__EXERCISE DIRECTIONS__
In the review of the Netflix Western series, edit the part that opens with the words containing "It concerns the" and closes with "that interests her." so that "ranch" becomes "farm".

— Begin TEXT BLOCK —

He didn’t say it in those particular words, but I got the gist. And, he didn’t over-intellectualize it as a writer might while remembering his younger days working on the movie “Rooster Cogburn and the Lady” (1975). I think he said it mainly to appease his own conscience because he knew I wasn’t just a young Indian plucked from Central Casting, and because his own co-star was Katharine Hepburn, who was as legendary as he, but also brainy, and tough-as-nails.

The characterization stuck with me, though, and especially took on more significance while watching the excellent new Netflix Western, “Godless.”

The story — created, written and directed by Scott Frank (who wrote the screenplays for “The Wolverine” and “Logan”) plays out more like a seven-hour feature film doled out in one-hour increments. Shot digitally in a wide-screen style format and framed by cinematographer Steven Meizler to show off New Mexico’s rugged vistas, it is a classic of the genre, but with a twist that works within its context.

It concerns the hunt between a morally conflicted bible-quoting bad man named Frank Griffin (Jeff Daniels) and a younger man he took under his wing many years ago named Roy Goode (Jack O’Connell). Frank has gathered around him a small army of other bad men who, as the series opens, have done a horrifying thing in Creede, Colo. But, that incident was too much for Roy, so he took off and made his way to a ranch owned by a woman named Alice Fletcher (Michelle Dockery).

Alice is having a hard time keeping things together while raising a half-Indian son named Truckee (Samuel Marty) and helped by a relative named Iyovi (Tantoo Cardinal), so when Roy shows up he is seen as a mysterious stranger who she should be suspicious of, but who seems to offer a depth of character that interests her.

— End TEXT BLOCK —
— Begin DATASET EXTRACT —

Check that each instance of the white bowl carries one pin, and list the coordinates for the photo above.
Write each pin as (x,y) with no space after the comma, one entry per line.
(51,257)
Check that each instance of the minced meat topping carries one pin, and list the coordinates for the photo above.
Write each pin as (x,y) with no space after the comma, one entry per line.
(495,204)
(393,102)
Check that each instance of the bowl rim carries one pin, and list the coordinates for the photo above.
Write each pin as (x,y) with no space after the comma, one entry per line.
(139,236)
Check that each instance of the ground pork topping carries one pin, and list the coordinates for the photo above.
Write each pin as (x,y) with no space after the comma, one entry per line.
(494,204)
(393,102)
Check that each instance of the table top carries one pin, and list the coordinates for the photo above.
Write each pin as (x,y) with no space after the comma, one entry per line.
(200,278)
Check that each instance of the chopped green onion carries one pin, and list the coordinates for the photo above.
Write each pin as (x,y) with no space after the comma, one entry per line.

— End DATASET EXTRACT —
— Begin DATASET EXTRACT —

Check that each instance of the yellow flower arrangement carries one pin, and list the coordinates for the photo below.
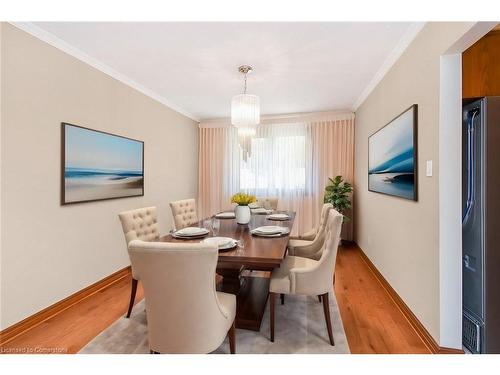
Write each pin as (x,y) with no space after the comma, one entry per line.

— End DATASET EXTRACT —

__RESPONSE TO THIS TASK__
It concerns the hunt between a morally conflicted bible-quoting bad man named Frank Griffin (Jeff Daniels) and a younger man he took under his wing many years ago named Roy Goode (Jack O’Connell). Frank has gathered around him a small army of other bad men who, as the series opens, have done a horrifying thing in Creede, Colo. But, that incident was too much for Roy, so he took off and made his way to a farm owned by a woman named Alice Fletcher (Michelle Dockery).

Alice is having a hard time keeping things together while raising a half-Indian son named Truckee (Samuel Marty) and helped by a relative named Iyovi (Tantoo Cardinal), so when Roy shows up he is seen as a mysterious stranger who she should be suspicious of, but who seems to offer a depth of character that interests her.